Passage for review:
Orphanet Journal of Rare Diseases
The mutational and phenotypic spectrum of TUBA1A-associated tubulinopathy
Orphanet Journal of Rare Diseases201914:38
© The Author(s). 2019
- Published: 11 February 2019
The TUBA1A-associated tubulinopathy is clinically heterogeneous with brain malformations, microcephaly, developmental delay and epilepsy being the main clinical features. It is an autosomal dominant disorder mostly caused by de novo variants in TUBA1A.
In three individuals with developmental delay we identified heterozygous de novo missense variants in TUBA1A using exome sequencing. While the c.1307G > A, p.(Gly436Asp) variant was novel, the two variants c.518C > T, p.(Pro173Leu) and c.641G > A, p.(Arg214His) were previously described. We compared the variable phenotype observed in these individuals with a carefully conducted review of the current literature and identified 166 individuals, 146 born and 20 fetuses with a TUBA1A variant. In 107 cases with available clinical information we standardized the reported phenotypes according to the Human Phenotype Ontology. The most commonly reported features were developmental delay (98%), anomalies of the corpus callosum (96%), microcephaly (76%) and lissencephaly (agyria-pachygyria) (70%), although reporting was incomplete in the different studies. We identified a total of 121 specific variants, including 15 recurrent ones. Missense variants cluster in the C-terminal region around the most commonly affected amino acid position Arg402 (13.3%). In a three-dimensional protein model, 38.6% of all disease-causing variants including those in the C-terminal region are predicted to affect the binding of microtubule-associated proteins or motor proteins. Genotype-phenotype analysis for recurrent variants showed an overrepresentation of certain clinical features. However, individuals with these variants are often reported in the same publication.
With 166 individuals, we present the most comprehensive phenotypic and genotypic standardized synopsis for clinical interpretation of TUBA1A variants. Despite this considerable number, a detailed genotype-phenotype characterization is limited by large inter-study variability in reporting.

About this task: Rewrite the part of the TUBA1A tubulinopathy summary from "With 166 individuals, we" up to and including "variability in reporting.", replacing "synopsis" with "overview".

Record extracts:
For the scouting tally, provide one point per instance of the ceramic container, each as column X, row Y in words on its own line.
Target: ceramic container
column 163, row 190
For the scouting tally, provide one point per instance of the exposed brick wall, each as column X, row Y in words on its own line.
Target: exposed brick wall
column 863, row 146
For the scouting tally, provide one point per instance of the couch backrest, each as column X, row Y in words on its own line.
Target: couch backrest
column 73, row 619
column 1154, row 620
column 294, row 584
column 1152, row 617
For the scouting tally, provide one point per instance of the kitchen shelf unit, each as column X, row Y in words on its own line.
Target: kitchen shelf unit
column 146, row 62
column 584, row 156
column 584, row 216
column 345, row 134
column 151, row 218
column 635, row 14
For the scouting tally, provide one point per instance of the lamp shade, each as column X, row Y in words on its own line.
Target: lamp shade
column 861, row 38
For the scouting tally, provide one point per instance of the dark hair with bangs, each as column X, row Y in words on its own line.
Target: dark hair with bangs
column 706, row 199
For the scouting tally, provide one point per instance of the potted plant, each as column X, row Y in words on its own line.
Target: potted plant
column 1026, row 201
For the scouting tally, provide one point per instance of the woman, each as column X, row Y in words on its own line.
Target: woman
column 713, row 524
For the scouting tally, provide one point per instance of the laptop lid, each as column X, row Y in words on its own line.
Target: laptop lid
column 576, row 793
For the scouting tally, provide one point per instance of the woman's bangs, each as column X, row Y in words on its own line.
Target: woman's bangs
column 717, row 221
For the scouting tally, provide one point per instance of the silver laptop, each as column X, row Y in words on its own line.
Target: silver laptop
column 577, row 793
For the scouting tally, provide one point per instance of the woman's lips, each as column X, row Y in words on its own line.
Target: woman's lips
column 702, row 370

Result of the task:
With 166 individuals, we present the most comprehensive phenotypic and genotypic standardized overview for clinical interpretation of TUBA1A variants. Despite this considerable number, a detailed genotype-phenotype characterization is limited by large inter-study variability in reporting.